## start
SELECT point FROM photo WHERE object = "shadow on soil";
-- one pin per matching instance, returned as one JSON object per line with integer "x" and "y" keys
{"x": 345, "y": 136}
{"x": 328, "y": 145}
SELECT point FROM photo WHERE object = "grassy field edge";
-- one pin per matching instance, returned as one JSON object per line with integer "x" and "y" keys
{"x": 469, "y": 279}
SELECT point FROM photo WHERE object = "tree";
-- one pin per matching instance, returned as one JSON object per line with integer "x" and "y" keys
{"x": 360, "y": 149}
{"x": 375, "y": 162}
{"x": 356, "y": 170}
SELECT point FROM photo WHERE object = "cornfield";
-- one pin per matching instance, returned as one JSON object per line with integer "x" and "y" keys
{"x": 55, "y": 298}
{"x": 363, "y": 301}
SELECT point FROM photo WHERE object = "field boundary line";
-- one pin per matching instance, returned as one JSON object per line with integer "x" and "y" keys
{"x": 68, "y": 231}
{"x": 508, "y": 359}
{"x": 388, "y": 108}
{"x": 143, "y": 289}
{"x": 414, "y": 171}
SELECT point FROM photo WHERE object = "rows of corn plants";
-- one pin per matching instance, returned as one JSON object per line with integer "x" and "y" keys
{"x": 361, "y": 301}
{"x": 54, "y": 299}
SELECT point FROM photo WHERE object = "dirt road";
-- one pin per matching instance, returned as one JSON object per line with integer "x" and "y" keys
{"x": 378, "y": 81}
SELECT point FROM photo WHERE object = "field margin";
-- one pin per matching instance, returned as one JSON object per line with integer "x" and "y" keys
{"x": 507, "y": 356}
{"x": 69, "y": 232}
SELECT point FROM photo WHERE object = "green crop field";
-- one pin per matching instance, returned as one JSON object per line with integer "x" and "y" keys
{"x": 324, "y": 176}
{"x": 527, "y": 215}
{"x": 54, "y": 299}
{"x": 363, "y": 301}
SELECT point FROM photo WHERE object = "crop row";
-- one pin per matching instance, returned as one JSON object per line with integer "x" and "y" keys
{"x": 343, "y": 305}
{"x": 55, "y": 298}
## end
### WORK INSTRUCTIONS
Faithfully transcribe the whole of the data.

### OUTPUT FOR THIS EXERCISE
SELECT point FROM photo WHERE object = "shadow on soil";
-- one pin per matching instance, returned as one JSON object per line with integer "x" and "y" keys
{"x": 345, "y": 136}
{"x": 328, "y": 145}
SELECT point FROM photo WHERE object = "grassy field edge";
-- one pin per matching instance, returned as one JSON object per line with integer "x" and "y" keys
{"x": 469, "y": 279}
SELECT point FROM photo WHERE object = "tree";
-- one pin per matching instance, returned as one JSON object per line with integer "x" and "y" keys
{"x": 360, "y": 149}
{"x": 375, "y": 162}
{"x": 356, "y": 170}
SELECT point FROM photo WHERE object = "cornfield";
-- one pin per matching instance, returned as one JSON object per line with integer "x" and "y" keys
{"x": 55, "y": 298}
{"x": 363, "y": 301}
SELECT point FROM photo WHERE object = "field boundary line";
-- one pin per matching instance, returned as one JSON object per line with integer "x" and "y" keys
{"x": 68, "y": 231}
{"x": 508, "y": 359}
{"x": 388, "y": 108}
{"x": 143, "y": 289}
{"x": 414, "y": 171}
SELECT point FROM photo WHERE object = "rows of corn plants";
-- one pin per matching instance, returned as one JSON object per line with integer "x" and "y" keys
{"x": 361, "y": 301}
{"x": 54, "y": 299}
SELECT point FROM photo WHERE object = "dirt road";
-- one pin per matching instance, returned as one JSON object per line with integer "x" and "y" keys
{"x": 378, "y": 81}
SELECT point FROM photo WHERE object = "field margin";
-- one pin per matching instance, returned as one JSON object per line with integer "x" and "y" keys
{"x": 507, "y": 356}
{"x": 69, "y": 232}
SELECT point FROM photo WHERE object = "green crop field";
-- one pin per matching instance, returned as one JSON object per line with integer "x" and "y" keys
{"x": 324, "y": 176}
{"x": 527, "y": 215}
{"x": 54, "y": 299}
{"x": 363, "y": 301}
SELECT point FROM photo WHERE object = "crop row";
-- one pin per matching instance, returned as one JSON object per line with integer "x" and "y" keys
{"x": 343, "y": 305}
{"x": 55, "y": 298}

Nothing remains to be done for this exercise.